Text segment
☆ ☆ ☆ ☆

To the mama who wasn’t ready to give herself away, I’m with you. My story is about the original heartbreak I felt in finding out I was pregnant, followed by the incredible joy and commitment to my family that came after. I’m reaching out to any mama who initially came up with a giant list of reasons of why she couldn’t possibly be a mother yet, and to let her know that every emotion felt during this journey is truly okay. It has taken me so long to understand that I don’t have to lose myself in all of the change and I want to share with you that you’re so capable of staying true to yourself and fully embracing motherhood at the same time. I became pregnant at a fragile time in my life; a time where my faith was stretched thin and my ability to love proved to be difficult. If you can at all relate, I hope you find comfort in the words I’ve provided as they are equally meant for you as they are meant for me.
At twenty-four years old I was not prepared to see those two pink lines appear on stick after stick that I peed on. “How could this be real?” I remember asking myself. I’m married and have an excellent understanding of how babies are made. Still, I was in total disbelief. Even worse, I was devastated. Life had all too recently broken my heart and being a mother was nowhere on my radar. I guess I’d assumed Michael, my husband, and I would become parents one day, but I also assumed it would happen after I had my individual life fully together. The truth is, I am not even sure what having my life fully together even means. I was just certain it was not the right time to become a parent. My faith in humankind still shattered from a traumatic experience in East Africa less than one year prior, I didn’t have the energy to love myself let alone love a baby—even if it was my own.
July 2015 was the month I found out I was pregnant. Michael had just surprised me with a trip to Cocoa Beach, FL for our anniversary and to celebrate my recent acceptance of a formal offer to graduate school to study natural resources with both American University in Washington D.C. and University for Peace in Costa Rica. We were also in the midst of rekindling our love affair after a very difficult seven months spent apart due to my deployment with the Army Reserve. I’d finally felt like I was at the beginnings of getting my life back on track. We had a plan to live in the tropical jungle while I studied and to see where the adventure would take us from there. We were starting to live a dream, our relationship was steamy, and I was so ready to take on this new challenge.
Finding out we were going to have a baby broke all the pieces of myself I had successfully put back together. I was angry. I was finally able to decide where I wanted to live and what I wanted to focus on and in my mind, I’d managed to screw it all up. I managed to convince myself that with conception, I’d completely failed as a human being. As I stared at the three pregnancy tests on my bathroom floor, all of my freedom, so desperately craved, crumbled at my feet with each teardrop that ran down from my face. What’s worse is that I had quit a full-time job I hated just weeks before because I had the new plan of going back to school. For weeks I sobbed uncontrollably. It’d be less shameful to say it was all due to hormones.
It took my entire first trimester along with a few weeks into my second to feel okay with this new plan that I hadn’t asked for. Officially withdrawing my acceptance from the graduate program was tough. I felt shame. I felt so much shame and irresponsibility that I didn’t tell my work I was pregnant; I simply left on the original date of resignation I’d submitted. Even though the extra money would have been helpful and even though having a friend through all of those emotions was extremely needed, I kept my mouth shut. Only my family knew we were expecting. My husband was working at a new job he’d taken to help us move closer to D.C. so I could study full-time so we once again had an element of distance added to our relationship. My sadness turned into heartache. My heartache turned into depression. I would look at my friends traveling the world and feel like my passport was naked. I wanted more stamps as proof of independence and wanderlust. Mostly, I wanted to feel like I was in control of what was happening to me. This feeling went on for weeks. I needed an escape. We decided to move closer to D.C. as if to hold on to one part of our original plan and picked the city of Fredericksburg, Virginia.

☆ ☆ ☆ ☆

Set of tasks
A - Answer these questions about the essay on an unexpected pregnancy:
(i) How old was the writer when the pregnancy tests came back positive?
(ii) Where did Michael take the writer for their anniversary?
(iii) Which city did the couple choose when moving closer to D.C.?
B - List every place named in the essay on an unexpected pregnancy. Give each once, and keep a city and its state together as a single place.
The entries that follow have no connection to the essay above.

Supplied records
☆ ☆ ☆ ☆

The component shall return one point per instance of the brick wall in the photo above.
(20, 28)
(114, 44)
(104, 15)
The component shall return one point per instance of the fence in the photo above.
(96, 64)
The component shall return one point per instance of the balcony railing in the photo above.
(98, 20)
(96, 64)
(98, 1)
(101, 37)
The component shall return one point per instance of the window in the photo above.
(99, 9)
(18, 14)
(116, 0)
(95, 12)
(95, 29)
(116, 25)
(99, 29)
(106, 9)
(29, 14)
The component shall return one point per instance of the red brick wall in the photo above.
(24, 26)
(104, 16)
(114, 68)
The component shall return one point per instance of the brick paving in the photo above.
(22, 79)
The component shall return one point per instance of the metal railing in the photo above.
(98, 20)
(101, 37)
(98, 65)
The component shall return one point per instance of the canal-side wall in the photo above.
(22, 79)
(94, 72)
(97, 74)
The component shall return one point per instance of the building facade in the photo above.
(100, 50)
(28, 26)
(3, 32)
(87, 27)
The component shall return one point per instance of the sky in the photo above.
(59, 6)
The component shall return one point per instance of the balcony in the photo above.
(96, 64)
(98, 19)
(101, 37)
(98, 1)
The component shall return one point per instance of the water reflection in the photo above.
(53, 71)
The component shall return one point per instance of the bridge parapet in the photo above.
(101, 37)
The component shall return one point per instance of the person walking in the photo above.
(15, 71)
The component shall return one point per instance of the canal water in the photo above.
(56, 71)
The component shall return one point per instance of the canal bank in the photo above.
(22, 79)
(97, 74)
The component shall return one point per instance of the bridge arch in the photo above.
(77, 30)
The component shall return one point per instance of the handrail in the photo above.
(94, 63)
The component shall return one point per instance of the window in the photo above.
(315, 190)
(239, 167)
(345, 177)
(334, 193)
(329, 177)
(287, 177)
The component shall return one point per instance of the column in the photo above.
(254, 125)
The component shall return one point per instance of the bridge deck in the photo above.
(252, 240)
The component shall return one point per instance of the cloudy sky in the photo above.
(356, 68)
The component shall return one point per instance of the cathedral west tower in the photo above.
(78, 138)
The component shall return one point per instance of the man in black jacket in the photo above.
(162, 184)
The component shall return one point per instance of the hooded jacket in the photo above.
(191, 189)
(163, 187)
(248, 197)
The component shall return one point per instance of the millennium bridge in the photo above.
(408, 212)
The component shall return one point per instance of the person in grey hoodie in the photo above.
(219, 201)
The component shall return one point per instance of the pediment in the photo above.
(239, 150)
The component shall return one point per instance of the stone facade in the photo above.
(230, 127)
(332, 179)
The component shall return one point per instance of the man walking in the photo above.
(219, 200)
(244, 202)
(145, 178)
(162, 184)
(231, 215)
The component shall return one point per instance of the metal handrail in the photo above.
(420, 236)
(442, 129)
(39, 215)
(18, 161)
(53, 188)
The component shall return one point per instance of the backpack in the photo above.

☆ ☆ ☆ ☆

Full solutions
A -
(i) Twenty-four years old
(ii) Cocoa Beach, FL
(iii) Fredericksburg, Virginia

B -
East Africa
Cocoa Beach, FL
Washington D.C.
Costa Rica
Fredericksburg, Virginia